───── THE DATA ─────

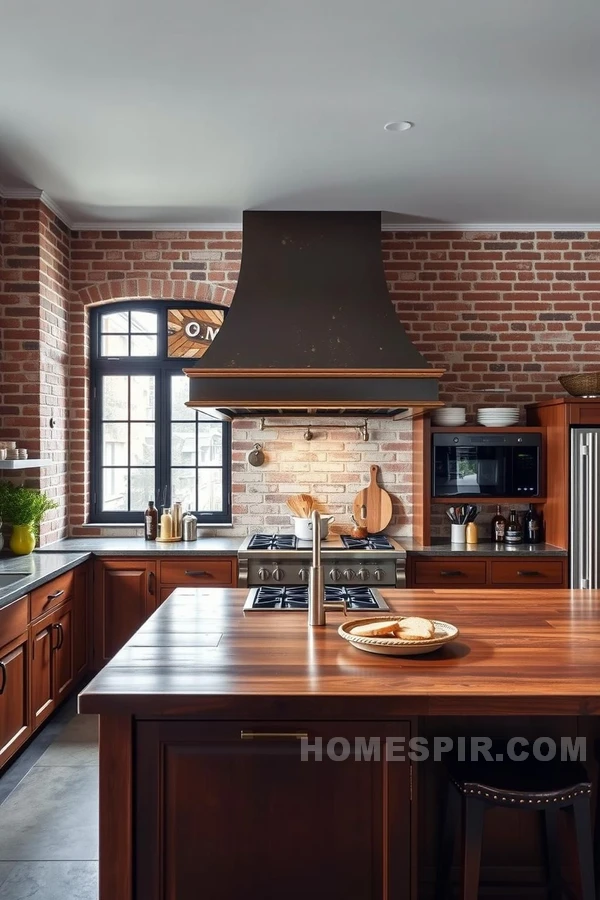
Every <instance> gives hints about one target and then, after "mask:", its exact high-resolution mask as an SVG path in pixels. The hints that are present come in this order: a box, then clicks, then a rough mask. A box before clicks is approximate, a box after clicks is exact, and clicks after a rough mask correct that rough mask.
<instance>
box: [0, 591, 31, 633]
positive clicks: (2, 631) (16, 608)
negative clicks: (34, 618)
mask: <svg viewBox="0 0 600 900" xmlns="http://www.w3.org/2000/svg"><path fill="white" fill-rule="evenodd" d="M27 622H28V610H27V597H20V598H19V599H18V600H13V602H12V603H9V604H8V605H7V606H3V607H2V609H0V643H2V644H8V643H9V641H14V640H15V639H16V638H18V636H19V635H20V634H22V633H23V632H24V631H27Z"/></svg>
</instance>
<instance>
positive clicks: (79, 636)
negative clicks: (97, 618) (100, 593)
mask: <svg viewBox="0 0 600 900" xmlns="http://www.w3.org/2000/svg"><path fill="white" fill-rule="evenodd" d="M90 587H91V585H90V568H89V566H88V565H87V563H86V564H85V565H83V566H79V567H78V568H77V569H75V570H74V574H73V596H72V604H73V620H72V621H73V629H72V632H73V677H74V679H75V681H79V680H80V679H81V678H82V677H83V676H84V675H85V674H86V673H87V671H88V669H89V666H90V656H91V646H92V633H91V623H92V616H91V596H90Z"/></svg>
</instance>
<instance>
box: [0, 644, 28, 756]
mask: <svg viewBox="0 0 600 900" xmlns="http://www.w3.org/2000/svg"><path fill="white" fill-rule="evenodd" d="M30 734H31V716H30V710H29V637H28V634H27V631H26V630H25V631H24V632H23V634H20V635H18V636H17V637H16V638H15V639H14V640H12V641H9V643H7V644H5V645H4V646H3V647H0V767H1V766H3V765H4V763H5V762H6V761H7V760H8V759H9V758H10V757H11V756H12V754H13V753H14V752H15V751H16V750H18V748H19V747H20V746H21V744H23V743H24V741H26V740H27V738H28V737H29V735H30Z"/></svg>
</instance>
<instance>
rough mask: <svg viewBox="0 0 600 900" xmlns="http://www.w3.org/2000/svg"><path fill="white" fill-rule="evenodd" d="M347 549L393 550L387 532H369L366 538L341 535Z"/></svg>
mask: <svg viewBox="0 0 600 900" xmlns="http://www.w3.org/2000/svg"><path fill="white" fill-rule="evenodd" d="M340 537H341V539H342V542H343V544H344V547H345V548H346V550H393V549H394V548H393V547H392V545H391V543H390V541H389V538H387V537H386V536H385V534H369V535H367V537H366V538H353V537H350V535H349V534H342V535H340Z"/></svg>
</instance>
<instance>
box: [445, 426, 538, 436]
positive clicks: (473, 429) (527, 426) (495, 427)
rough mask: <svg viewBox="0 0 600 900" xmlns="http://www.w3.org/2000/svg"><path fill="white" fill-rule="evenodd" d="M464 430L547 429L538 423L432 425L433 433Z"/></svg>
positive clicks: (474, 430)
mask: <svg viewBox="0 0 600 900" xmlns="http://www.w3.org/2000/svg"><path fill="white" fill-rule="evenodd" d="M462 431H468V432H474V433H475V434H487V432H488V431H489V432H490V433H491V434H494V432H496V433H498V432H501V433H502V434H544V433H545V431H546V428H545V426H543V425H538V426H532V425H509V426H508V427H506V426H504V425H459V426H458V427H456V425H450V426H448V425H432V426H431V433H432V434H433V433H434V432H435V433H437V434H440V433H441V434H454V433H455V432H456V433H460V432H462Z"/></svg>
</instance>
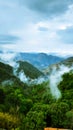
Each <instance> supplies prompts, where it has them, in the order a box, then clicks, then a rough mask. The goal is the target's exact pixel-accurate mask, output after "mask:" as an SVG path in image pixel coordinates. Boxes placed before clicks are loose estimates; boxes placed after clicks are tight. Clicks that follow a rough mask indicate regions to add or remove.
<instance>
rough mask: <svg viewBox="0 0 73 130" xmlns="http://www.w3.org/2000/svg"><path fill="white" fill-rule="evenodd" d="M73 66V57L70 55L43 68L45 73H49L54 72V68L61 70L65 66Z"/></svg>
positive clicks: (66, 66)
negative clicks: (61, 60)
mask: <svg viewBox="0 0 73 130" xmlns="http://www.w3.org/2000/svg"><path fill="white" fill-rule="evenodd" d="M72 66H73V57H69V58H67V59H65V60H63V61H61V62H59V63H56V64H52V65H50V66H48V67H47V68H46V69H44V70H43V73H45V74H49V73H51V72H52V70H59V69H62V68H64V67H67V68H71V67H72ZM60 67H61V68H60Z"/></svg>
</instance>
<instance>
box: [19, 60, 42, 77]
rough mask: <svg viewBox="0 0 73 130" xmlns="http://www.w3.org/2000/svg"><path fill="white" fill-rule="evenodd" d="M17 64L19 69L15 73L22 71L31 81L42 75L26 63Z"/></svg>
mask: <svg viewBox="0 0 73 130" xmlns="http://www.w3.org/2000/svg"><path fill="white" fill-rule="evenodd" d="M18 63H19V67H18V70H17V73H19V72H21V71H23V72H24V73H25V75H26V76H27V77H29V78H31V79H35V78H38V77H40V76H43V75H44V74H43V73H42V72H41V71H40V70H38V69H37V68H36V67H34V66H33V65H32V64H30V63H28V62H24V61H18Z"/></svg>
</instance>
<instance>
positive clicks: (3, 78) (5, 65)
mask: <svg viewBox="0 0 73 130" xmlns="http://www.w3.org/2000/svg"><path fill="white" fill-rule="evenodd" d="M0 84H3V85H6V84H8V85H12V84H16V85H17V86H22V85H23V83H22V82H21V81H20V79H19V78H18V77H16V76H15V75H14V74H13V68H12V67H11V66H10V65H8V64H4V63H2V62H0Z"/></svg>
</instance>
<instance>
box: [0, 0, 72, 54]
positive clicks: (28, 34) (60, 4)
mask: <svg viewBox="0 0 73 130" xmlns="http://www.w3.org/2000/svg"><path fill="white" fill-rule="evenodd" d="M0 50H12V51H16V52H46V53H60V54H73V0H0Z"/></svg>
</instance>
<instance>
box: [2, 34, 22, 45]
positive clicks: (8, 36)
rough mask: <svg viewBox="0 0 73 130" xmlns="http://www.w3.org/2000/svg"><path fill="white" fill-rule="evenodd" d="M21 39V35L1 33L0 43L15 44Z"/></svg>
mask: <svg viewBox="0 0 73 130" xmlns="http://www.w3.org/2000/svg"><path fill="white" fill-rule="evenodd" d="M18 40H20V38H19V37H17V36H13V35H0V44H14V43H16V41H18Z"/></svg>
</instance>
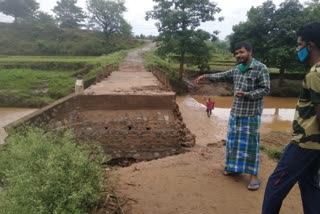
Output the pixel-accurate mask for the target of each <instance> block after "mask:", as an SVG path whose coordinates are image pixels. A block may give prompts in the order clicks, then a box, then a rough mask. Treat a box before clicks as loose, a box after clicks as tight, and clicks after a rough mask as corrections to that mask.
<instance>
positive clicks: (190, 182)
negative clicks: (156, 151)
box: [113, 54, 303, 214]
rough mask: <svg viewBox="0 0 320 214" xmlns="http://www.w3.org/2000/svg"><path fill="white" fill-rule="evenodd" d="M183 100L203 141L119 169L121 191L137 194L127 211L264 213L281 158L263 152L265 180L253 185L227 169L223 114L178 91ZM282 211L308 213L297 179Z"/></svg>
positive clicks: (173, 212) (124, 192)
mask: <svg viewBox="0 0 320 214" xmlns="http://www.w3.org/2000/svg"><path fill="white" fill-rule="evenodd" d="M138 55H139V54H138ZM135 57H137V56H135ZM138 57H139V56H138ZM133 58H134V57H133ZM135 63H139V60H137V61H135ZM177 103H178V104H179V106H180V111H181V113H182V116H183V119H184V122H185V123H186V125H187V127H188V128H189V129H190V130H191V132H192V133H193V134H195V135H196V144H197V145H196V146H195V147H194V148H191V149H190V150H189V152H187V153H185V154H181V155H177V156H171V157H166V158H163V159H158V160H154V161H150V162H141V163H136V164H133V165H131V166H130V167H126V168H118V169H114V171H113V174H114V175H115V176H116V177H118V180H119V188H118V194H119V195H120V196H124V197H127V198H129V199H131V200H130V202H129V204H128V206H127V207H125V209H126V211H127V212H126V213H132V214H229V213H230V214H231V213H232V214H237V213H238V214H258V213H261V206H262V200H263V194H264V189H265V185H266V181H267V178H268V176H269V175H270V174H271V172H272V171H273V169H274V167H275V164H276V163H275V161H273V160H270V159H269V158H268V157H267V156H266V155H265V154H264V153H262V157H261V161H260V163H261V164H260V179H261V180H262V185H261V187H260V189H259V190H258V191H256V192H251V191H248V190H247V184H248V180H249V177H248V176H247V175H240V176H237V177H226V176H224V175H222V170H223V164H224V154H225V148H224V146H223V143H222V142H221V140H223V139H225V135H226V131H227V130H226V128H227V120H218V117H217V118H215V115H213V119H211V120H208V117H207V116H206V114H205V113H204V111H203V110H202V109H201V108H194V107H192V105H189V104H188V100H187V99H186V97H177ZM214 114H215V113H214ZM207 144H209V145H210V146H207ZM281 213H282V214H291V213H295V214H299V213H303V211H302V206H301V199H300V194H299V188H298V186H297V185H296V186H295V187H294V188H293V190H292V191H291V192H290V194H289V195H288V197H287V198H286V200H285V201H284V204H283V206H282V210H281Z"/></svg>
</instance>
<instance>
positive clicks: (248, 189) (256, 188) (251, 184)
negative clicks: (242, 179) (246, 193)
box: [248, 180, 261, 191]
mask: <svg viewBox="0 0 320 214" xmlns="http://www.w3.org/2000/svg"><path fill="white" fill-rule="evenodd" d="M260 185H261V181H260V180H257V181H255V182H250V183H249V185H248V190H250V191H256V190H258V189H259V187H260Z"/></svg>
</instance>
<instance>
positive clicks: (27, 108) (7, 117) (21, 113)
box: [0, 108, 37, 128]
mask: <svg viewBox="0 0 320 214" xmlns="http://www.w3.org/2000/svg"><path fill="white" fill-rule="evenodd" d="M35 110H37V109H31V108H0V128H2V127H4V126H5V125H7V124H9V123H11V122H13V121H16V120H18V119H20V118H22V117H24V116H26V115H28V114H31V113H32V112H34V111H35Z"/></svg>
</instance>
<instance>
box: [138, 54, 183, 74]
mask: <svg viewBox="0 0 320 214" xmlns="http://www.w3.org/2000/svg"><path fill="white" fill-rule="evenodd" d="M143 58H144V60H145V65H146V67H147V70H149V71H152V66H156V67H157V68H158V69H160V70H161V71H163V72H165V73H167V74H168V77H169V78H170V79H176V78H177V77H176V74H175V72H174V68H173V64H172V63H170V62H169V61H168V60H165V59H163V58H160V57H159V56H158V55H157V54H156V50H152V51H149V52H146V53H145V54H144V56H143Z"/></svg>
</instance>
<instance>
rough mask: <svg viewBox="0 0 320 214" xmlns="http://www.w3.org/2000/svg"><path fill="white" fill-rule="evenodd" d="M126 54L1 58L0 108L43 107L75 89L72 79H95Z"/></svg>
mask: <svg viewBox="0 0 320 214" xmlns="http://www.w3.org/2000/svg"><path fill="white" fill-rule="evenodd" d="M126 55H127V51H119V52H116V53H113V54H109V55H104V56H100V57H57V56H54V57H51V56H34V57H31V56H2V57H0V92H1V93H0V106H2V107H42V106H45V105H47V104H49V103H52V102H54V101H55V100H57V99H59V98H62V97H64V96H66V95H68V94H70V93H72V92H73V90H74V83H75V79H76V77H77V76H78V75H81V76H82V77H83V79H84V81H86V80H90V79H94V78H95V77H96V76H97V75H98V74H99V73H101V72H102V71H103V70H104V68H105V66H106V65H113V66H114V67H115V68H117V67H118V65H119V63H120V62H121V61H122V60H123V58H124V57H125V56H126Z"/></svg>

─────

INSTRUCTIONS TO FOLLOW. From the beginning of the entries above through the line that contains "negative clicks: (34, 618)", render each line as one string in a JSON list, omitting blank lines. Leave the pictures out of the answer.

OUTPUT FOR THIS EXERCISE.
[
  "Every <instance> gives hints about one target and then, after \"mask:\", its exact high-resolution mask as an SVG path in pixels. The hints that are present come in this order: a box, then clicks, then a rough mask. A box before clicks is approximate, a box after clicks is exact, and clicks after a rough mask correct that rough mask.",
  "<instance>",
  "box: [0, 591, 31, 633]",
  "positive clicks: (2, 631) (16, 608)",
  "negative clicks: (34, 618)"
]